SUPPLIED TEXT =
§ §

Skip to main content

One-line Data Analyst + AutoML library for tabular datasets — clean, train, and predict with minimal code

Project description

mrpravin

One-line Data Analyst + AutoML for tabular datasets

PyPI Python License Stars

Built by Pravin MR · Chennai, India
mrpravin000@gmail.com · LinkedIn · GitHub


What is mrpravin?

mrpravin is a Python library that automates the entire ML pipeline for tabular data — from raw CSV to trained, production-ready model — in as few as 3 lines of code.

import mrpravin as mr

df    = mr.pravinDA("data.csv")                  # clean, encode, ready
model = mr.pravinDS(df, target="loan_status")    # AutoML → best model
model.summary()                                  # full model card

No manual preprocessing. No encoder fitting. No scaler setup. No model selection loop.


Install

# Core (pandas, numpy, scikit-learn)
pip install mrpravin

# Full — adds XGBoost, LightGBM, encoding detection
pip install "mrpravin[full]"

The 3 Functions

Function What it does
mr.pravinDA(source) Loads, cleans, encodes, and returns a ready DataFrame
mr.pravinDS(df, target) Full AutoML — selects and tunes the best model
mr.pravinML Production inference layer — predict, validate, explain, benchmark

Quick Start

Data Analyst Mode

import mrpravin as mr

# Works with CSV, Excel, JSON, or a DataFrame
df = mr.pravinDA("data.csv")

print(df.head())   # fully cleaned, encoded, human-readable
print(df.shape)

What happens automatically:

  • Duplicate rows removed
  • Missing values filled (median for numeric, mode for categorical)
  • Outliers winsorized
  • Boolean columns → 0 / 1
  • Categorical columns → one-hot encoded
  • High cardinality columns → frequency encoded
  • Datetime columns → year / month / day / dayofweek features
  • ID columns → dropped

Data Scientist Mode — AutoML

import mrpravin as mr

df    = mr.pravinDA("data.csv")
model = mr.pravinDS(df, target="price")

model.summary()

What happens automatically:

  • Train / test split with zero data leakage
  • Runs: LinearRegression / LogisticRegression, RandomForest, GradientBoosting (+ XGBoost, LightGBM if installed)
  • Cross-validated hyperparameter tuning
  • Picks the best model
  • Evaluates on held-out test set
  • Returns a pravinML object ready for production

Production Inference — pravinML

import pandas as pd

# Predict on new raw data
new_data = pd.DataFrame({
    "feature_1": [8, 3, 6],
    "feature_2": [95, 55, 75],
    "category":  ["Yes", "No", "Yes"],
})

predictions = model.predict(new_data)       # auto-cleans internally
probabilities = model.predict_proba(new_data)  # classification only

# Validate schema before predicting
report = model.validate(new_data)
print(report.summary())

# Feature importance
for feature, pct in model.explain().items():
    print(f"  {feature}: {pct:.1f}%")

# Benchmark inference speed
bench = model.benchmark(new_data, n_runs=100)

§ §

PROVIDED INFORMATION =
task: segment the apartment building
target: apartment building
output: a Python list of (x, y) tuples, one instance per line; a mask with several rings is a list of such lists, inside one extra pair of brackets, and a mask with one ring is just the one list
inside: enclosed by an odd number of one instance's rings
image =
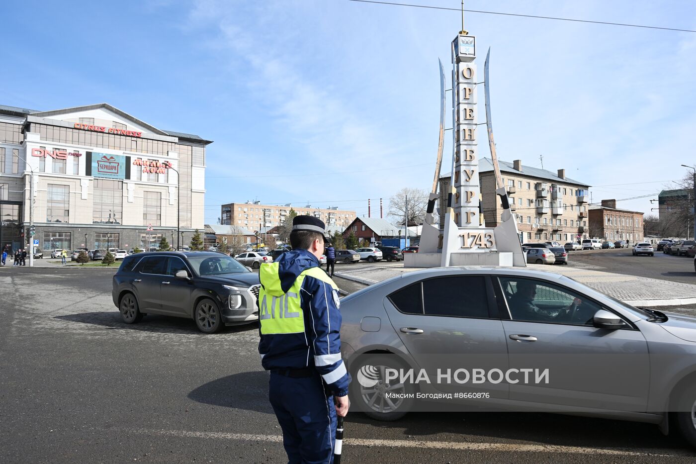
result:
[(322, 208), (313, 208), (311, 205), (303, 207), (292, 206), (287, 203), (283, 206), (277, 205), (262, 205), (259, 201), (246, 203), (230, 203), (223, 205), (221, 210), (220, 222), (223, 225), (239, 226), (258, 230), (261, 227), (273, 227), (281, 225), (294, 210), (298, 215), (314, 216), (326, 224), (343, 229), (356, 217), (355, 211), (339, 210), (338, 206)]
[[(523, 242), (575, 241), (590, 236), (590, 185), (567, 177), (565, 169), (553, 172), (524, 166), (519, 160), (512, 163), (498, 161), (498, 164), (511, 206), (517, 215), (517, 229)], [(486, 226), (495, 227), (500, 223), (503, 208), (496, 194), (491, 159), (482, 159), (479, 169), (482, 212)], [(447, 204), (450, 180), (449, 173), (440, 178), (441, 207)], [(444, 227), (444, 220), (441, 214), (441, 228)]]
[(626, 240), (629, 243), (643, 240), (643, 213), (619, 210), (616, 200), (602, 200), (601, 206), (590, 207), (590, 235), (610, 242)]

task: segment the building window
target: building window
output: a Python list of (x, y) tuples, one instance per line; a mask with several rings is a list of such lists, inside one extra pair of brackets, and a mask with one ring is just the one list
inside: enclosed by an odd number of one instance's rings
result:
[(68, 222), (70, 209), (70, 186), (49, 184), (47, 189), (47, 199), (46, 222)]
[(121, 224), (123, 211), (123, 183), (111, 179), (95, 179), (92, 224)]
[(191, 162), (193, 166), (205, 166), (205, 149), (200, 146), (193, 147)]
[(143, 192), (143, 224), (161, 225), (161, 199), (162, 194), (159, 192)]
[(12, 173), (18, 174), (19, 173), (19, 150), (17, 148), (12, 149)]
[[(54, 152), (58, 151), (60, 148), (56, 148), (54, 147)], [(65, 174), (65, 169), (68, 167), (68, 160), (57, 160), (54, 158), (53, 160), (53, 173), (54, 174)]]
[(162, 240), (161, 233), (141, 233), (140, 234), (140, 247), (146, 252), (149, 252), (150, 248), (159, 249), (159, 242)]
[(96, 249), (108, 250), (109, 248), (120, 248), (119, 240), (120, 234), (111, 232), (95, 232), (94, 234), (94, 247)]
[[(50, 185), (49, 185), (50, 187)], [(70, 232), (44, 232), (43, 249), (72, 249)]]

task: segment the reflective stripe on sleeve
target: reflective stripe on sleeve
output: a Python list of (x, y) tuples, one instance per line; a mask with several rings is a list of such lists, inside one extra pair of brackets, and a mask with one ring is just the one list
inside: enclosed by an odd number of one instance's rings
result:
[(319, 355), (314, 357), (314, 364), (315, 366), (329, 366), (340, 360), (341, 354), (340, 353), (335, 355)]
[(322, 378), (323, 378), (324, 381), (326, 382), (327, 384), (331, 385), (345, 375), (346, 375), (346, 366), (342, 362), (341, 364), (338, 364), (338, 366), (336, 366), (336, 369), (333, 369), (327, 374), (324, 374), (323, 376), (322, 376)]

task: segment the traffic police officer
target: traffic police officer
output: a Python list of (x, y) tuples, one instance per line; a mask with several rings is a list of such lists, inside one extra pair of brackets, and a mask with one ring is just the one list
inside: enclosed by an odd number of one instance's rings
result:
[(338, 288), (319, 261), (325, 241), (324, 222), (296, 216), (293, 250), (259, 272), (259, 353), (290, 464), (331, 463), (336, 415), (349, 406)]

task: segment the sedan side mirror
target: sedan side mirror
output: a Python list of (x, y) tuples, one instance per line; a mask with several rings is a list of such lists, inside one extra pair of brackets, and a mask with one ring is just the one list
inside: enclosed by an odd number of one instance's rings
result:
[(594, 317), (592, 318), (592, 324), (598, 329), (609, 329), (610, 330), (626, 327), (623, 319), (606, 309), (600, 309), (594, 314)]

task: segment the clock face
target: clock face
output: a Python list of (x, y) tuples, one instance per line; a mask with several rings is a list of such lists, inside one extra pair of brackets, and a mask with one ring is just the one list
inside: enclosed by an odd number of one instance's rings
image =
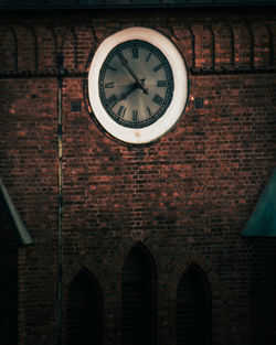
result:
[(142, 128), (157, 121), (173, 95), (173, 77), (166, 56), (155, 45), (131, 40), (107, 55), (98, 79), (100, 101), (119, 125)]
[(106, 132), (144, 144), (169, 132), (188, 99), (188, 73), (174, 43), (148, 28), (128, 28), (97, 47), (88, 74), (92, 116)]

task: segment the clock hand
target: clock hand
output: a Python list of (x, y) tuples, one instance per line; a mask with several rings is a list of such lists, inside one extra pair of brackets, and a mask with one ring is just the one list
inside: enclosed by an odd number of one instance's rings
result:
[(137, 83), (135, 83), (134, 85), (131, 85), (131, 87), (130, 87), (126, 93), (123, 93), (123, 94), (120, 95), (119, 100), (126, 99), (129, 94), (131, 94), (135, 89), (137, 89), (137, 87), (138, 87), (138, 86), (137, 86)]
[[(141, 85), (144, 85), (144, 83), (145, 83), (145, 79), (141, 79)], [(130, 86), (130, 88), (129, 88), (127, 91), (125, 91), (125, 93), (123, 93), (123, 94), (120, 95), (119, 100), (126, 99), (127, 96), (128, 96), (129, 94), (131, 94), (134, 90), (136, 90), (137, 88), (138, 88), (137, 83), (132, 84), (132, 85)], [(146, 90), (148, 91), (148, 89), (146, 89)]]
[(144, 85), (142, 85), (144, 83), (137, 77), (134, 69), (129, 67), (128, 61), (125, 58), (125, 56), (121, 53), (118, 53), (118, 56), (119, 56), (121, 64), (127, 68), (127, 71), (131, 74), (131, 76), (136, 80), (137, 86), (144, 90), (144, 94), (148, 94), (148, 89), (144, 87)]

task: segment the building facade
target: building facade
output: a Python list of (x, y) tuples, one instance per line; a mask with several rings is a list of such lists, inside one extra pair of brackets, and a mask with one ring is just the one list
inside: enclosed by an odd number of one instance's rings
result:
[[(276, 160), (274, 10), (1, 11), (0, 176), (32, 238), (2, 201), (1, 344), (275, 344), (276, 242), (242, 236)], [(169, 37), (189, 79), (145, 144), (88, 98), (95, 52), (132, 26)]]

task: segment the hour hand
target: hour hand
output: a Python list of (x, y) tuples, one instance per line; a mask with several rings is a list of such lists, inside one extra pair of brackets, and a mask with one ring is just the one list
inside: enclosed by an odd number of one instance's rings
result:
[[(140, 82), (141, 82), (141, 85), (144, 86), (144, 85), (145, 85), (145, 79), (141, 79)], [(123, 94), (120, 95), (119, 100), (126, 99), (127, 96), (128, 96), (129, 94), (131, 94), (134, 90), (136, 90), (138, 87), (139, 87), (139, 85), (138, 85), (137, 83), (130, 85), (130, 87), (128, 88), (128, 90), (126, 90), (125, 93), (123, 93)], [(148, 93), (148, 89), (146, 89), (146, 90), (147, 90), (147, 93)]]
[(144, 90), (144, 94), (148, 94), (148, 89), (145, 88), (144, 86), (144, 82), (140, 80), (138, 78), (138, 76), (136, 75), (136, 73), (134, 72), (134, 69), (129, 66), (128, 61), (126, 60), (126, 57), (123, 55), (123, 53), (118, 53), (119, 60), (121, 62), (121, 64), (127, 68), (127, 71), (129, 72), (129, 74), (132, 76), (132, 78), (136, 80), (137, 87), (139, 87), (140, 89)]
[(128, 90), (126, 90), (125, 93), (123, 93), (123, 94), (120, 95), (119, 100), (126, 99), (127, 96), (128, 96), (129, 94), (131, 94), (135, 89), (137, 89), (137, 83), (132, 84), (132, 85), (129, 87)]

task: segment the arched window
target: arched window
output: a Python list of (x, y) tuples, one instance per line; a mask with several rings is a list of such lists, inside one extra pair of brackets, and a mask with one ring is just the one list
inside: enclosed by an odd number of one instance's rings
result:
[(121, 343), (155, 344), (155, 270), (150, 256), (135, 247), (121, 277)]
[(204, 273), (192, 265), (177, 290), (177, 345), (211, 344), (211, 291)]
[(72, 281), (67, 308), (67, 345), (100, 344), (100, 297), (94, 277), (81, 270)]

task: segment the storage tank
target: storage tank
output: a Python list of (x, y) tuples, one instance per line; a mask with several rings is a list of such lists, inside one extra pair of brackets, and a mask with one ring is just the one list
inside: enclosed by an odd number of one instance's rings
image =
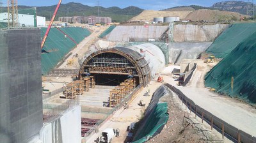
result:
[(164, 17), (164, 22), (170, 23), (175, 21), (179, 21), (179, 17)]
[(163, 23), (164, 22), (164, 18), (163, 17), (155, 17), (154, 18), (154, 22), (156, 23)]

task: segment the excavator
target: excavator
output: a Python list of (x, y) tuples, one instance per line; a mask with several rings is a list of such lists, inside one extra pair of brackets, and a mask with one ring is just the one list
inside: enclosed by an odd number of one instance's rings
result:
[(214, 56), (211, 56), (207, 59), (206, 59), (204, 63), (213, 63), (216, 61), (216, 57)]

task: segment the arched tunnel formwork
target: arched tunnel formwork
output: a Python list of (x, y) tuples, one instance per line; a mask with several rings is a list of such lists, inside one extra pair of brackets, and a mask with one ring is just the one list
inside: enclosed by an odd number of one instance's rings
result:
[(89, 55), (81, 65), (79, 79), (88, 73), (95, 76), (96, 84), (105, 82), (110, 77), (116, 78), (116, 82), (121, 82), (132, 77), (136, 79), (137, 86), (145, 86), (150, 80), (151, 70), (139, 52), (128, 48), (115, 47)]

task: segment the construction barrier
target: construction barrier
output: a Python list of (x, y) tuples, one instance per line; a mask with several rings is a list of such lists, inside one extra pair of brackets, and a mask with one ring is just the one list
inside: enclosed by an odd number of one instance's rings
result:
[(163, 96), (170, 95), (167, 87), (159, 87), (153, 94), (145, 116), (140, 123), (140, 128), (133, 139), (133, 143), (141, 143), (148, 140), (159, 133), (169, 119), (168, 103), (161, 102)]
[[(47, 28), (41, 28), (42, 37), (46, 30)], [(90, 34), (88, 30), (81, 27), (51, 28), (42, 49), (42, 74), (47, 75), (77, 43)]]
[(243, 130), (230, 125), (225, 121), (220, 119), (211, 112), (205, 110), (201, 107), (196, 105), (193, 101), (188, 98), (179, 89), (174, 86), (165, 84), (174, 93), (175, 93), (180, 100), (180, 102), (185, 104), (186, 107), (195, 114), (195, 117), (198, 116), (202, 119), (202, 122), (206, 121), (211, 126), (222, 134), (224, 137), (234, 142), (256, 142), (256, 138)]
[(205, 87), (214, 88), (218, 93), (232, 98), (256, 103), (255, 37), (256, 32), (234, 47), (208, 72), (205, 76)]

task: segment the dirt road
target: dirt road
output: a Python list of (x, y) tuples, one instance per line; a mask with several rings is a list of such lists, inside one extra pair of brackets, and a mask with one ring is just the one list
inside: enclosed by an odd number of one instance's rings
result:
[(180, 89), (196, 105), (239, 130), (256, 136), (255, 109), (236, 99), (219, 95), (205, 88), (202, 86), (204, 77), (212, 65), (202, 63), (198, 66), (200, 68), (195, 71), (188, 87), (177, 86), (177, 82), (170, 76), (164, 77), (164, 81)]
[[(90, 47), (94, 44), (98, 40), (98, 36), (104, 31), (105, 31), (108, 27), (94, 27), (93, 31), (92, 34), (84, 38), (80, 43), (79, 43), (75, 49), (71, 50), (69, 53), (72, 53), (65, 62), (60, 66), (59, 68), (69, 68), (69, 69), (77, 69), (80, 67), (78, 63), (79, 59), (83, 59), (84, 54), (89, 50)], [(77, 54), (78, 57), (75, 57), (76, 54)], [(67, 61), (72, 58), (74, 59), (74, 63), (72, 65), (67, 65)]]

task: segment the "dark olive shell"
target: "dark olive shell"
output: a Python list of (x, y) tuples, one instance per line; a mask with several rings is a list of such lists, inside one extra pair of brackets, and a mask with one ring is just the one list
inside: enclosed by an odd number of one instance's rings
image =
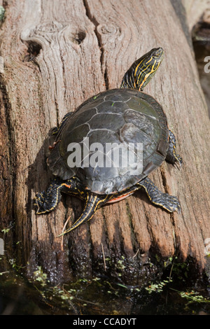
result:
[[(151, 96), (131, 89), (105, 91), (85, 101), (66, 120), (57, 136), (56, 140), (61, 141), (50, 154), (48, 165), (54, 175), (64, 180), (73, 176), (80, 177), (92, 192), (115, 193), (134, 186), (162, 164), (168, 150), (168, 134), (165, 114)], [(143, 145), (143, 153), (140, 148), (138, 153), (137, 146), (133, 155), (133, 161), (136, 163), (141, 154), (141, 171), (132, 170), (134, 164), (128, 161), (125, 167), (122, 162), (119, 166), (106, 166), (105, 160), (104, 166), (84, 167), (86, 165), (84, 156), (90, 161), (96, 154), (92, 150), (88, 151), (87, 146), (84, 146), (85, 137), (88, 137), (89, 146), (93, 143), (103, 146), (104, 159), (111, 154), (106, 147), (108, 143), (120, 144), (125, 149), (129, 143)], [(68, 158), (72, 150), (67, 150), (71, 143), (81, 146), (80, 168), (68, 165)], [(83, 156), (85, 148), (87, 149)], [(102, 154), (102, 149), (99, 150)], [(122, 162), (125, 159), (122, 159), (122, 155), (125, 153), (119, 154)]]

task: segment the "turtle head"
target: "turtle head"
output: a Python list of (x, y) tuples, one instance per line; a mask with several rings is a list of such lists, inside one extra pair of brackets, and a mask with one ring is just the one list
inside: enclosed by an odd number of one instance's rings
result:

§ §

JOBS =
**a)** Decide whether each statement agrees with the mrpravin project description: (i) missing numeric values are filled with the mean; (ii) ID columns are dropped automatically in Data Analyst Mode; (iii) the core install already includes XGBoost. Answer yes or no for each, quoting the words of the description that decide it.
**b)** Extend the mrpravin project description, picking up right after its final line of code.

RESPONSES PER TASK =
**a)**
(i) No: "Missing values filled (median for numeric, mode for categorical)"
(ii) Yes: "ID columns → dropped"
(iii) No: "Full — adds XGBoost, LightGBM, encoding detection"

**b)**
print(f"p50: {bench['p50_ms']} ms | throughput: {bench['throughput_rows_per_sec']} rows/s")

# Save and load
model.save("model.pkl")
model = mr.pravinML.load("model.pkl")

Real Results

Dataset Rows Problem Best Model Score
Student Performance 10,000 Regression LinearRegression R² = 0.988
Loan Default Prediction 45,000 Classification GradientBoosting Accuracy = 93.4%, ROC-AUC = 97.8%

Both achieved with identical 3-line code.


Configuration

from mrpravin import MrPravinConfig

cfg = MrPravinConfig(
    random_seed=42,
    cv_folds=5,
    n_iter_search=20,        # hyperparameter search iterations
    use_xgboost=True,
    use_lightgbm=True,
    outlier_method="iqr",    # "iqr" | "zscore" | "mad"
    verbose=True,
)

model = mr.pravinDS("data.csv", target="label", cfg=cfg)

Save and reuse config:

cfg.to_json("my_config.json")
cfg = MrPravinConfig.from_json("my_config.json")

Architecture

mrpravin/
├── mrpravin/
│   ├── __init__.py          ← public API
│   ├── config.py            ← MrPravinConfig
│   ├── pipeline.py          ← pravinDA() and pravinDS()
│   ├── ml.py                ← pravinML (inference layer)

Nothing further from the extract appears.